_RICHIESTA SCRITTA 1_:
Traduci in inglese questa frase dell'articolo sulle detenute palestinesi: «È atteso dunque per domani l'ordine di scarcerazione per 23 o 24 delle 28 donne palestinesi detenute nelle carceri israeliane, primo pegno concreto e vibrante della pace: sempre, quando le guerre finiscono, è tradizione che i prigionieri vengano restituiti, che portino a casa le loro ferite e che per loro ricominci la vita.»

_TESTO DA LEGGERE_:
IL CASO GLI OSTAGGI DELLA GUERRA Il perdono impossibile Non saranno l iberate 4 palestinesi
sabato 7 ottobre 1995 La Stampa 0 commenti
GERUSALEMME È atteso dunque per domani l'ordine di scarcerazione per
23 o 24 delle 28 donne palestinesi detenute nelle carceri israeliane,
primo pegno concreto e vibrante della pace: sempre, quando le guerre
finiscono, è tradizione che i prigionieri vengano restituiti, che
portino a casa le loro ferite e che per loro ricominci la vita. E poi
, ha detto Arafat a Peres durante i
colloqui che hanno preceduto la firma di Washington per convincerlo a
rilasciare subito anche le più feroci fra le patriote palestinesi.

_DATI DEL COMPITO_:
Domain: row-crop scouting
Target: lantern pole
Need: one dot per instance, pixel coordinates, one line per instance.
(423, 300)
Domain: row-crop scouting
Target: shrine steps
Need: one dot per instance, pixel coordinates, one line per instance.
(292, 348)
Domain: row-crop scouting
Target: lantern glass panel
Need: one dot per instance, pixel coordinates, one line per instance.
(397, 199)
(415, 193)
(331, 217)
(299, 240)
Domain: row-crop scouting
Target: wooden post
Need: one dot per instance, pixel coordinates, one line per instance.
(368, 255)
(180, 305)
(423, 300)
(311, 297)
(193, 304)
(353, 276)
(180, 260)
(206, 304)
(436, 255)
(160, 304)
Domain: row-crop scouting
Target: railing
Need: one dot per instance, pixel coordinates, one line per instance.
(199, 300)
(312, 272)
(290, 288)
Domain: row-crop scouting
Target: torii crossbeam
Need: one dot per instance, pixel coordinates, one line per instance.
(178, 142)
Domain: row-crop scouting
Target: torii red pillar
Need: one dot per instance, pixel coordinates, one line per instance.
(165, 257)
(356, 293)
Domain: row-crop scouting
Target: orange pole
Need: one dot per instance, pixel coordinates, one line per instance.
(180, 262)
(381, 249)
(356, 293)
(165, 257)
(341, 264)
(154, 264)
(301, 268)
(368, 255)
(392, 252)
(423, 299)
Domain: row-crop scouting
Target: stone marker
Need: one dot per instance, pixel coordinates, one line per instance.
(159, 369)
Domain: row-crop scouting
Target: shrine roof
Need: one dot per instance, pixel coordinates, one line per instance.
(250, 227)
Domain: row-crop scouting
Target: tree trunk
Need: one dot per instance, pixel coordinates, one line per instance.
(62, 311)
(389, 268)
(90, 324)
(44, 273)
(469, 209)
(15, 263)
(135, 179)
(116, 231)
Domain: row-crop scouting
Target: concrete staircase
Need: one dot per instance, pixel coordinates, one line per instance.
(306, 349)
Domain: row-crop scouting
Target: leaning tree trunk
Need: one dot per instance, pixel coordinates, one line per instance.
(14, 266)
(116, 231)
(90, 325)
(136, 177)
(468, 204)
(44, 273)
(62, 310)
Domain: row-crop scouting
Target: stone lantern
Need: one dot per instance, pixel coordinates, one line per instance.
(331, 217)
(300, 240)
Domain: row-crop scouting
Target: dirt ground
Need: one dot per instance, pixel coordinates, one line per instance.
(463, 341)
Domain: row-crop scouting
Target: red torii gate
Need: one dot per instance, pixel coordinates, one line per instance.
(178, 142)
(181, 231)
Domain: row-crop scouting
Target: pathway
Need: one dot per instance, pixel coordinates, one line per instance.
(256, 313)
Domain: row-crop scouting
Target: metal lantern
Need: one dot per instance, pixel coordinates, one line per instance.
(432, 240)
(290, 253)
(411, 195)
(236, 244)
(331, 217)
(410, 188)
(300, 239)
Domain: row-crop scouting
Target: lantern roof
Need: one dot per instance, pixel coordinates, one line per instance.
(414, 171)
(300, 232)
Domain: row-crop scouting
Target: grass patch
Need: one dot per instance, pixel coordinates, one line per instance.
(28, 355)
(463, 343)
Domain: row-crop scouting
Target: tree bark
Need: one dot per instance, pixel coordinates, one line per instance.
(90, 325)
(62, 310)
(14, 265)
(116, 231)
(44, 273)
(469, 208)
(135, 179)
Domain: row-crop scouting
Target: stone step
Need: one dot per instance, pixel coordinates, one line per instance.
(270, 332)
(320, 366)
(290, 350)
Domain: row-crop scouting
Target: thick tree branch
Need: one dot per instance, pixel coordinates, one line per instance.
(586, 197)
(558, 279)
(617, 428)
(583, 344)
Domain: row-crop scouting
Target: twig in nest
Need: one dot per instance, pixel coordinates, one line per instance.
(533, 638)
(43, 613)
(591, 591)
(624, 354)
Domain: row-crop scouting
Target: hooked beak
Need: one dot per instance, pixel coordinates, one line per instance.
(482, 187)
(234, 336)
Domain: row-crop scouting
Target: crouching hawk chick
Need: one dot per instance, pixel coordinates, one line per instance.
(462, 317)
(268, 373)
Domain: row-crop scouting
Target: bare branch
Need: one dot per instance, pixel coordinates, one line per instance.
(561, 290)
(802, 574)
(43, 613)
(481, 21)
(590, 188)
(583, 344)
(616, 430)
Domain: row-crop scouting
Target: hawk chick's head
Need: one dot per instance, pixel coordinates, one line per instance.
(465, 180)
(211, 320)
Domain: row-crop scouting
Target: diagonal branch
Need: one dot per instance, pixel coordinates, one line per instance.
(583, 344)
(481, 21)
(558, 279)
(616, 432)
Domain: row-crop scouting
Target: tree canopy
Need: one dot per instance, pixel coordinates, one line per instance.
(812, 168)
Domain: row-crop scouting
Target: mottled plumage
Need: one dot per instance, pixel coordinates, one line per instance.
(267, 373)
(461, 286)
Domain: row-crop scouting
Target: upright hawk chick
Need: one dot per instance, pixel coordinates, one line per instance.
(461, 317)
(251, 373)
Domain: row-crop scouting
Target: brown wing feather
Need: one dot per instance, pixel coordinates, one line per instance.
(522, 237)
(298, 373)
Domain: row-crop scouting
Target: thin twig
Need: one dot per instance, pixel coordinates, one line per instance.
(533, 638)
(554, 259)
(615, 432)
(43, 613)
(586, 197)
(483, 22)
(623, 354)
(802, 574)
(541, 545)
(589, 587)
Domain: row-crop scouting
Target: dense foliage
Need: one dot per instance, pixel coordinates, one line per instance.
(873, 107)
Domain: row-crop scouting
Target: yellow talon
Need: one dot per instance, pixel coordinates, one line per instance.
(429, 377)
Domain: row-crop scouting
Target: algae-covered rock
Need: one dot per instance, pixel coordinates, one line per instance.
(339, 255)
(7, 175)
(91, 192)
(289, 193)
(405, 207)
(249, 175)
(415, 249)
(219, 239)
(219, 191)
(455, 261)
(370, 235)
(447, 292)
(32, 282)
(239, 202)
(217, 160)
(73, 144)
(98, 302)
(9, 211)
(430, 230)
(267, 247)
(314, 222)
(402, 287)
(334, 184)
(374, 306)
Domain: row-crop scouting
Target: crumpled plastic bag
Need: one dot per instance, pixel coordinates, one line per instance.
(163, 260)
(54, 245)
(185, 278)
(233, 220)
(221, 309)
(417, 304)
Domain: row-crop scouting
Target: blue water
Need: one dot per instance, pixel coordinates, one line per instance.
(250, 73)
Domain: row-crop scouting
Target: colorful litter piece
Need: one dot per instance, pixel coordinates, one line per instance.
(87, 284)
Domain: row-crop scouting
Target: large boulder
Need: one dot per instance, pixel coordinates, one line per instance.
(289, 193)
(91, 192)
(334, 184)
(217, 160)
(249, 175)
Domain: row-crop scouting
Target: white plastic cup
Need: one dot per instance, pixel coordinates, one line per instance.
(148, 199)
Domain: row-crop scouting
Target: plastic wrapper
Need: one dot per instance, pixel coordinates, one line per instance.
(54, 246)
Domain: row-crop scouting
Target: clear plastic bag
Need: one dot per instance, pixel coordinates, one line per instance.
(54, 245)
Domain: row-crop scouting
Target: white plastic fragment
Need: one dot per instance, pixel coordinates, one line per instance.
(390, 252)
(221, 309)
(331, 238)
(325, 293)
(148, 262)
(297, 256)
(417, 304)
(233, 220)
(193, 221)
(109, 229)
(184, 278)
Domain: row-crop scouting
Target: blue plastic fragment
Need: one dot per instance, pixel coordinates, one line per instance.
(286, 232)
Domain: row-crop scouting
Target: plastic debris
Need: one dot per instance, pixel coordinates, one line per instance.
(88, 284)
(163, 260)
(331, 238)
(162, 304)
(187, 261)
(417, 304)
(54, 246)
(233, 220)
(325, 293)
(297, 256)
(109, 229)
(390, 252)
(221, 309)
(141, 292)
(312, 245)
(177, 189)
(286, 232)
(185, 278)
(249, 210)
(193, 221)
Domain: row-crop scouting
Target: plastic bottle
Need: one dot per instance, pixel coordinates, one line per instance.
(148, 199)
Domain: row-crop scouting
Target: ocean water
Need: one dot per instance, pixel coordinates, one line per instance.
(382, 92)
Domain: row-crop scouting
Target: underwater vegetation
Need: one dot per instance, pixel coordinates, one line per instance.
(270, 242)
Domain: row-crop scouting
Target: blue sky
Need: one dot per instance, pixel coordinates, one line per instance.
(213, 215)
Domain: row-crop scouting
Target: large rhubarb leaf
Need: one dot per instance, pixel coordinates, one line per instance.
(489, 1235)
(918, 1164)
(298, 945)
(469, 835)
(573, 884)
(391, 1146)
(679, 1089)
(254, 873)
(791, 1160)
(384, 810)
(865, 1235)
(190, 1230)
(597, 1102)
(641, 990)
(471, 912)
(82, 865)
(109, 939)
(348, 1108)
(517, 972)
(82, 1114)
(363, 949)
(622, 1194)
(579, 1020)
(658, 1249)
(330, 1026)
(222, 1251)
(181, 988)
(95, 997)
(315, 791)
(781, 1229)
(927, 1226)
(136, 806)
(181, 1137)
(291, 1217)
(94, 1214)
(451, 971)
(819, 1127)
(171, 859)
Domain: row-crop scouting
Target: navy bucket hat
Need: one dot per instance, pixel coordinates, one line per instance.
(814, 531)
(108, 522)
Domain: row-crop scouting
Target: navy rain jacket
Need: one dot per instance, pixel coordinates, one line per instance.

_RICHIESTA SCRITTA 2_:
Conta le righe dei record che contengono la stringa "lantern" e scrivi soltanto il numero.

_RISPOSTA ALL'ESERCIZIO 1_:
The release order for 23 or 24 of the 28 Palestinian women held in Israeli prisons is therefore expected tomorrow, the first concrete and vibrant pledge of peace: whenever wars end, it is tradition for prisoners to be returned, to carry their wounds home, and for life to begin again for them.

_RISPOSTA ALL'ESERCIZIO 2_:
5